WORK TO COMPLETE: Once the line with "the toucan's claw" is found in the data, output it and each following line exactly, up to and including the line with "the leafy background", and nothing before or after.

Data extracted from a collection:
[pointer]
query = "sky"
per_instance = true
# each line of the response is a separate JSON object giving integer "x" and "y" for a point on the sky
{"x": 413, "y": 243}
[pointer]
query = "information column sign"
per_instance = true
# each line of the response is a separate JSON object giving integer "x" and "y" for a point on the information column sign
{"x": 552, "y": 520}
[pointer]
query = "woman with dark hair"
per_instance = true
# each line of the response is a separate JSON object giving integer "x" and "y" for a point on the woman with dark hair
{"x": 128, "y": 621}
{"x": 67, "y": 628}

* * *

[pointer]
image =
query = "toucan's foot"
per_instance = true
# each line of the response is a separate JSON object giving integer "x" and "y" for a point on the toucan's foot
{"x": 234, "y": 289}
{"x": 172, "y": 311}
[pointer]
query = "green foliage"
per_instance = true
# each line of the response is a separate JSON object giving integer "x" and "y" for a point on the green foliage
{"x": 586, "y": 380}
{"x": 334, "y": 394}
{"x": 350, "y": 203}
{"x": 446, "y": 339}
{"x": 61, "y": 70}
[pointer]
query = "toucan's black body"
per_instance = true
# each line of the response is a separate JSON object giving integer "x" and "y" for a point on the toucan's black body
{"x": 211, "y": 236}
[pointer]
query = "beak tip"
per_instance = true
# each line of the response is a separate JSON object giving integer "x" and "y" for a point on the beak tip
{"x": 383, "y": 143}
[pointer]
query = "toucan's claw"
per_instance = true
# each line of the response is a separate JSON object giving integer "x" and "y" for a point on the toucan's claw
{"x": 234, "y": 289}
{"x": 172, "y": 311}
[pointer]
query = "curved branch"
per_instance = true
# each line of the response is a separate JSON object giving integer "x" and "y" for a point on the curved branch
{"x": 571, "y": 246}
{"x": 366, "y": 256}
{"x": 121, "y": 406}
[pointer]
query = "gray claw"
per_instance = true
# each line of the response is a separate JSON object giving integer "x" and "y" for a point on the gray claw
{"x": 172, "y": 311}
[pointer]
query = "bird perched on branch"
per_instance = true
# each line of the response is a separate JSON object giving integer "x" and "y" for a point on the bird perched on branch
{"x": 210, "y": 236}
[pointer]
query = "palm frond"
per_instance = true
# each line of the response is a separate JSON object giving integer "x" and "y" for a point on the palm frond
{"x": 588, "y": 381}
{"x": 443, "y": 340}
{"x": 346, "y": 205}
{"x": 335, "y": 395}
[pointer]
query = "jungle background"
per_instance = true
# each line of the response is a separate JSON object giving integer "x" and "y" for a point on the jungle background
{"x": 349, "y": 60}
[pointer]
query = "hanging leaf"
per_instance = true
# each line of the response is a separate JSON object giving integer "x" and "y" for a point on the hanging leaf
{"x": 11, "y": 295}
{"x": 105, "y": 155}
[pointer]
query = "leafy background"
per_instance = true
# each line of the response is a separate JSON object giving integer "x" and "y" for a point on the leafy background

--

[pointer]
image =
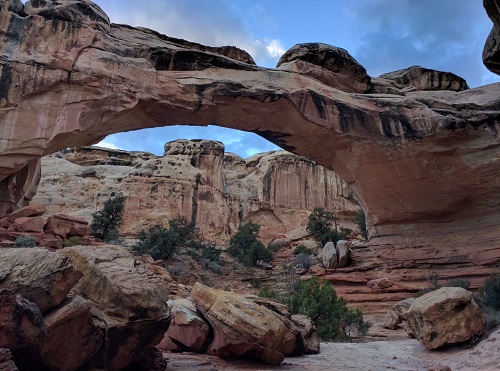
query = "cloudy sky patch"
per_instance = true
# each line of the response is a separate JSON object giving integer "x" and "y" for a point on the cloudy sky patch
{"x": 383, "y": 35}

ANSWER TO THIS PROBLEM:
# each line of the response is a separate JSON object giving integer "x" and "y" for a point on the toucan's claw
{"x": 234, "y": 289}
{"x": 172, "y": 311}
[pointer]
query = "curved branch"
per_instance = true
# each line of the response is a separate JSON object giving integer "x" and "y" for a point on the curved branch
{"x": 571, "y": 246}
{"x": 366, "y": 256}
{"x": 121, "y": 406}
[pointer]
query = "gray claw"
per_instance = true
# each line of the response is a separate JSON object giving integer "x" and "y" for a point on the gray claw
{"x": 172, "y": 311}
[pointer]
query = "bird perched on branch"
per_instance = true
# each line of the response is a separate JSON object giving integer "x" and "y" for a point on the bird perched on branch
{"x": 210, "y": 236}
[pointer]
query = "palm frond"
per_instance = true
# each line of the response is a separate JSON object giving integer "x" and "y" for a point on the palm frond
{"x": 588, "y": 381}
{"x": 443, "y": 340}
{"x": 346, "y": 205}
{"x": 335, "y": 395}
[pointer]
query = "jungle background"
per_instance = true
# each line of the response is a separate JSON object giving integer "x" and "y" for a point on the jungle background
{"x": 349, "y": 60}
[pointer]
query = "hanging leaf"
per_instance = true
# each line of the response is a separate JSON object giving integer "x" and "y" for a point on the hanging leaf
{"x": 11, "y": 295}
{"x": 105, "y": 155}
[pointer]
query = "leafy background"
per_instance = true
# each line of the response is a separate JSON object giving integer "x" and "y" for a point on the leafy background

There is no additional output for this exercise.